--- WHAT NEEDS TO BE DONE ---
Report back the lines in this listing that carry the string "wispy".

****************

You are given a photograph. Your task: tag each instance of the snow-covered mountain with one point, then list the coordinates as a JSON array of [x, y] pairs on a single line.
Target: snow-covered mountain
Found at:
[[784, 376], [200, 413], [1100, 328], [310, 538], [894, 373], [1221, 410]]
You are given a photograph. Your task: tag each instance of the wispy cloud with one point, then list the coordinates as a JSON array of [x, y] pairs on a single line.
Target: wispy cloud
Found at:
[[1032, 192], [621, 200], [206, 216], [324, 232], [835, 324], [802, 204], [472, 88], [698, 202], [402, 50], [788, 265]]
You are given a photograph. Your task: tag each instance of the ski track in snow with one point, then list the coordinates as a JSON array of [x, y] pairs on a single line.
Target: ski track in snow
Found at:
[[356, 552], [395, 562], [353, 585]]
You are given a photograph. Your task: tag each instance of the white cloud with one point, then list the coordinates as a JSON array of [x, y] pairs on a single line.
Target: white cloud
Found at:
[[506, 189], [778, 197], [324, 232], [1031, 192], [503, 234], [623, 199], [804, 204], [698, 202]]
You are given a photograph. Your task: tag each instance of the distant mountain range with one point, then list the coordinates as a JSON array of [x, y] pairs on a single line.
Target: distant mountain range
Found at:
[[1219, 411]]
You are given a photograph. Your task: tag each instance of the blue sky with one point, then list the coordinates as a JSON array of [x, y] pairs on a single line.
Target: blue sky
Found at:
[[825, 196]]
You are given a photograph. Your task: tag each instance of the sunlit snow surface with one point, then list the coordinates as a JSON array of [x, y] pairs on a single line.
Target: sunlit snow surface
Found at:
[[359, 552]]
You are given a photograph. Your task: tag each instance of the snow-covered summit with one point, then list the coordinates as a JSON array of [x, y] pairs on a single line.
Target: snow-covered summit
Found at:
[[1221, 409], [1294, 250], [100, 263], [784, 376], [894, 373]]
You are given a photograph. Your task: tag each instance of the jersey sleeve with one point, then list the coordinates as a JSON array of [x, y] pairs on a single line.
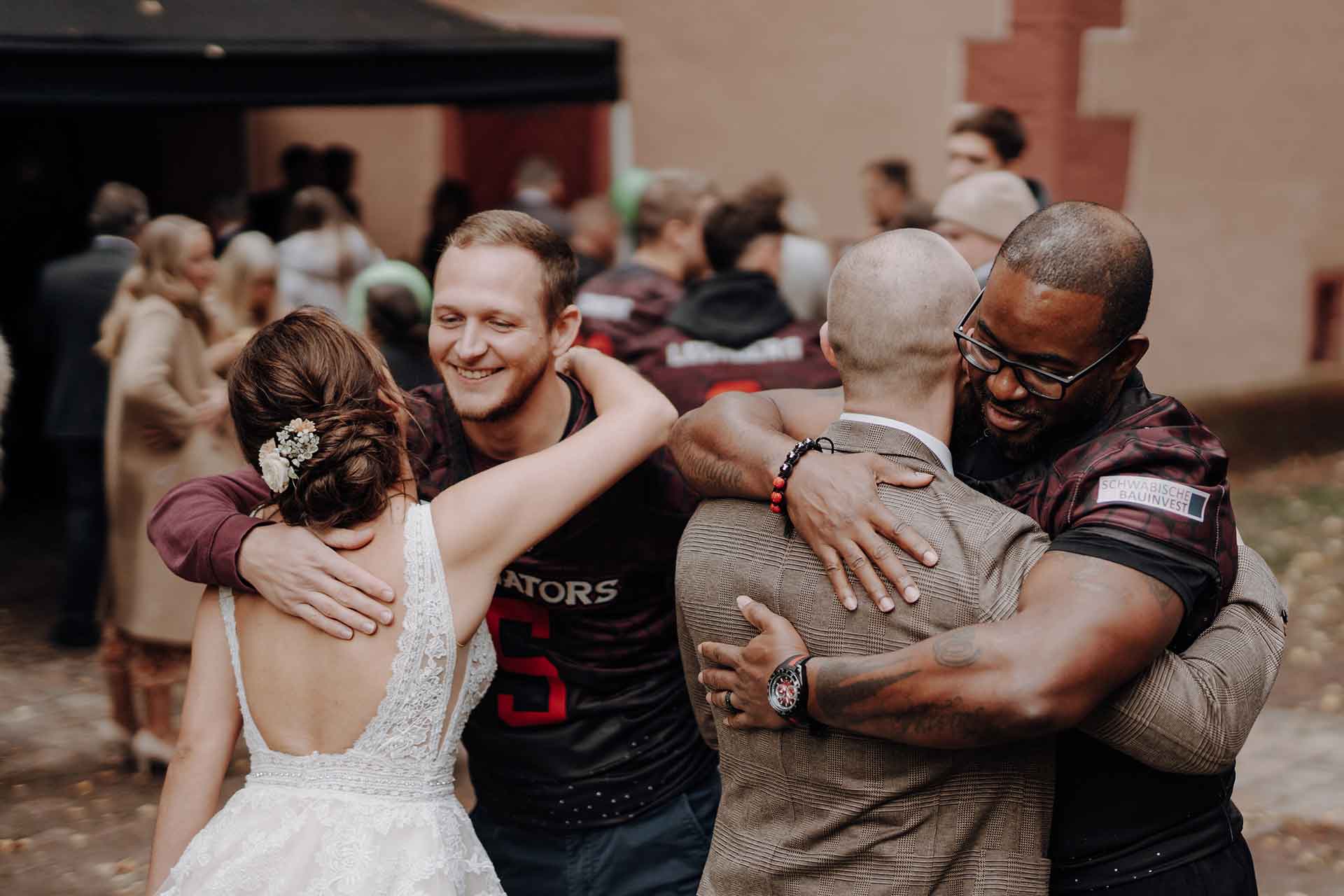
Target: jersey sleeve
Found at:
[[1161, 507]]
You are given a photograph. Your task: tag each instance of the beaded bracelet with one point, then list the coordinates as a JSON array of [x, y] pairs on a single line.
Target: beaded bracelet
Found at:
[[781, 480]]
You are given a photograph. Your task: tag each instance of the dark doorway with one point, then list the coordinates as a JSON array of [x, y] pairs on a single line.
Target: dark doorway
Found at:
[[51, 163], [495, 141]]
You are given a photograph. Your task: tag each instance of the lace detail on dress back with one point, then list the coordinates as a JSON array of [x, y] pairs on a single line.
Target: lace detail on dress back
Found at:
[[409, 746]]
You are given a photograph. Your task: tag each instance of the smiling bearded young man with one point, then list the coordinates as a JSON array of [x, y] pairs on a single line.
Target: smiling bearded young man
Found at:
[[590, 771], [1132, 489]]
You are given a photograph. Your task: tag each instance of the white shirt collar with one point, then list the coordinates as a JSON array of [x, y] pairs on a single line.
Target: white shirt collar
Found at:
[[534, 197], [937, 447], [106, 241]]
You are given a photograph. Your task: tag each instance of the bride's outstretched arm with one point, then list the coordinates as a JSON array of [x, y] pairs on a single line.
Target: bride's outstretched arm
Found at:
[[486, 522], [210, 723]]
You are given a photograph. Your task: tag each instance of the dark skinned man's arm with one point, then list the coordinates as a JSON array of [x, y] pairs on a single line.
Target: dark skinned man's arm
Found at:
[[1084, 628], [733, 447]]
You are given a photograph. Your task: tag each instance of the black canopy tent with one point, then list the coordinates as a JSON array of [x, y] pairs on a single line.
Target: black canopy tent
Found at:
[[258, 52]]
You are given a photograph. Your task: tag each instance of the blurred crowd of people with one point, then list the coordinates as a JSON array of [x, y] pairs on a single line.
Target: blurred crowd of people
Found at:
[[702, 292]]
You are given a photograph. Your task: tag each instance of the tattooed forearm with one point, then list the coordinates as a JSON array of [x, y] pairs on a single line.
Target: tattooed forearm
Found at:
[[1088, 583], [1161, 594], [956, 649]]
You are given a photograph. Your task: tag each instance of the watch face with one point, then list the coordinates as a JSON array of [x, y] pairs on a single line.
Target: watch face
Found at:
[[784, 688]]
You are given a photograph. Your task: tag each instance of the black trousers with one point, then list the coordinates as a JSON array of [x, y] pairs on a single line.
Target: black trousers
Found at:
[[1228, 872], [86, 527]]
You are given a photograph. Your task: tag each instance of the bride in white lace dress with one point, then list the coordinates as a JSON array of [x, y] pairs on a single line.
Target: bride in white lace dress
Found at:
[[353, 742]]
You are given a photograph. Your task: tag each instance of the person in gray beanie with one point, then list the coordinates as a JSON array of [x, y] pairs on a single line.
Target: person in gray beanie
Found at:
[[976, 216]]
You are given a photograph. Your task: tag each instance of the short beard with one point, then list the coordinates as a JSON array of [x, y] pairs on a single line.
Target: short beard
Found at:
[[1051, 438], [511, 403]]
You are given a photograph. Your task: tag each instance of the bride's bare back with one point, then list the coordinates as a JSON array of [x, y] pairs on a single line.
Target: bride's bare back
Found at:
[[309, 692]]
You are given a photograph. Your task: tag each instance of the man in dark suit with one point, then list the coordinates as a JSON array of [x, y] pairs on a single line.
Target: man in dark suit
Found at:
[[269, 211], [74, 296]]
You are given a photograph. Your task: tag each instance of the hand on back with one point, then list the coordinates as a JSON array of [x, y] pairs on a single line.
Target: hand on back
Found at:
[[300, 573], [834, 501]]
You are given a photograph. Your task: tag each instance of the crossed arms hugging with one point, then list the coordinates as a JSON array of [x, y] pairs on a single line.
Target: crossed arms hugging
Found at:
[[1149, 638]]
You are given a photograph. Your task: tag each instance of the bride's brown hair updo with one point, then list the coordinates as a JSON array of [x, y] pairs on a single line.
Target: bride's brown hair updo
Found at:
[[309, 365]]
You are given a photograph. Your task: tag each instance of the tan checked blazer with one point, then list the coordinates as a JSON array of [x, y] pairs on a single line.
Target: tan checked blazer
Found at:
[[834, 813]]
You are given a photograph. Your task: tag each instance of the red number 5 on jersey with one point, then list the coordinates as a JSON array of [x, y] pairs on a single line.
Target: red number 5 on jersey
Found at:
[[538, 620]]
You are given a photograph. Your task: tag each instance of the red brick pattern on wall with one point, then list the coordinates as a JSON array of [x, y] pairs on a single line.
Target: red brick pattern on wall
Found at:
[[1035, 73]]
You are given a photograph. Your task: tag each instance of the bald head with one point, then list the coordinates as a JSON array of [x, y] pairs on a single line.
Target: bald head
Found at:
[[892, 302], [1089, 248]]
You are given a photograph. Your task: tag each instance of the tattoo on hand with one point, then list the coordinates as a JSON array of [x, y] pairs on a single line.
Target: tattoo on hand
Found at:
[[956, 649], [848, 685], [708, 473], [1160, 593]]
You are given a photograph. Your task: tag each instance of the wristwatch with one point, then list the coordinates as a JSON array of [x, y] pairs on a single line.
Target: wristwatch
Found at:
[[788, 690]]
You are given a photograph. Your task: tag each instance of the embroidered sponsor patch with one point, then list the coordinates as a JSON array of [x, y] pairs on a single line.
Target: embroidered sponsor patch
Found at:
[[772, 349], [1160, 495], [606, 308]]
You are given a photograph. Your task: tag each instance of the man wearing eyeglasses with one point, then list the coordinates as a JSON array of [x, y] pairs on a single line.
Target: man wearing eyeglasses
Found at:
[[1132, 489]]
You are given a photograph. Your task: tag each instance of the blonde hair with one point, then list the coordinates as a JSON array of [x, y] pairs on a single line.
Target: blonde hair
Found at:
[[163, 248], [249, 255], [320, 210]]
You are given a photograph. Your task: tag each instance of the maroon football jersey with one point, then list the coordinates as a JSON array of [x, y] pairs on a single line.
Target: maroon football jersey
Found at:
[[1145, 488], [588, 722], [691, 371], [624, 304]]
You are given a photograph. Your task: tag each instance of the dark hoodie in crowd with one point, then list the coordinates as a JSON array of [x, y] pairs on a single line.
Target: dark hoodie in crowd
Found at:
[[732, 333]]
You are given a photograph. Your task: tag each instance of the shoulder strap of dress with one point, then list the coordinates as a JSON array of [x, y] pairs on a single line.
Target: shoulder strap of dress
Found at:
[[226, 610]]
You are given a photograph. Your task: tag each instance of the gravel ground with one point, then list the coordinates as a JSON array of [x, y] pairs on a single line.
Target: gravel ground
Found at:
[[74, 820]]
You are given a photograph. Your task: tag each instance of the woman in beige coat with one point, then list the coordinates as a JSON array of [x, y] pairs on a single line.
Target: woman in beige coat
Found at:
[[166, 424], [242, 298]]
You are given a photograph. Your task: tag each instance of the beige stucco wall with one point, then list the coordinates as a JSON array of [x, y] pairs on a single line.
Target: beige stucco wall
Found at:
[[401, 162], [1236, 176], [808, 90], [1234, 168]]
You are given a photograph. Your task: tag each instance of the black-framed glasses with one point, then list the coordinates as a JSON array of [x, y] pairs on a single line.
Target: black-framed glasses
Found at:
[[1035, 381]]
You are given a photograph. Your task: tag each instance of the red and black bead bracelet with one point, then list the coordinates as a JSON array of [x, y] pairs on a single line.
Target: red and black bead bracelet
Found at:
[[781, 480]]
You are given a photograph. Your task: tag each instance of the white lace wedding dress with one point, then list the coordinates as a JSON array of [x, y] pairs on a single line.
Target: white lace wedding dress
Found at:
[[379, 818]]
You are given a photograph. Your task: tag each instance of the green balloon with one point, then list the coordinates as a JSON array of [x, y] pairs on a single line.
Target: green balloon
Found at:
[[625, 192]]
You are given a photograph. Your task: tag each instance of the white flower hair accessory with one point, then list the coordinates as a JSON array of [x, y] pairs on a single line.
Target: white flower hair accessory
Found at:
[[281, 456]]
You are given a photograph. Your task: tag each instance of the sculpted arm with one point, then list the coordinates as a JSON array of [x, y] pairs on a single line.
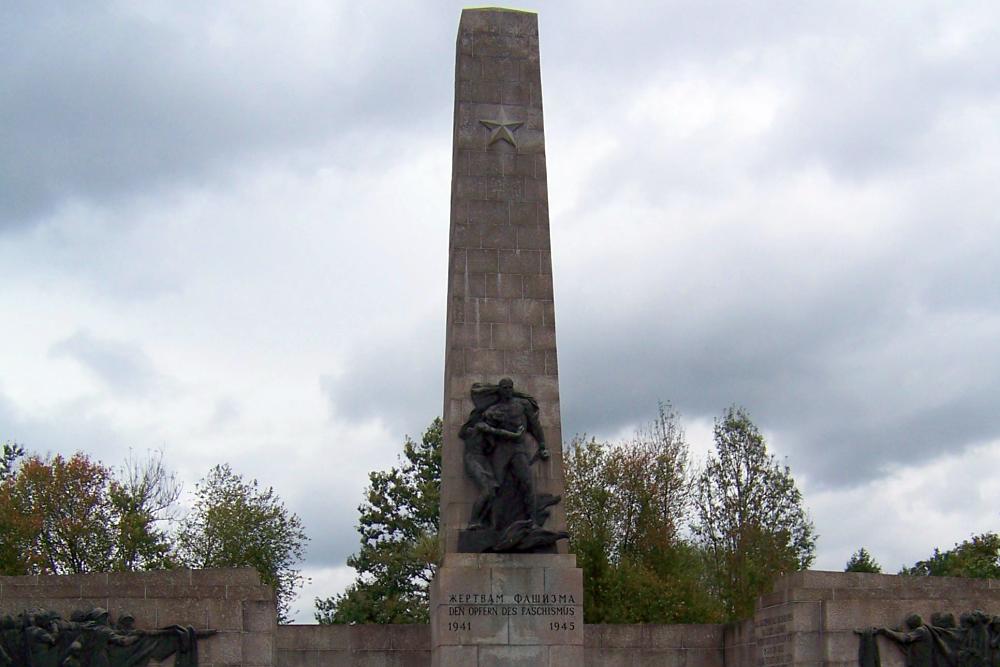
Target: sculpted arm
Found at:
[[535, 429]]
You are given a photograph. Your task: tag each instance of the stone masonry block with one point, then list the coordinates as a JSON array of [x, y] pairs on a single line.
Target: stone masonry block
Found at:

****************

--- WRITTEN RESPONSE ---
You are given a photograph. Your task: tag each instance of the wispy cloud with one point, then list the coordinates as a JSON array of [x, y] pairs on a single line.
Target: wispy cloud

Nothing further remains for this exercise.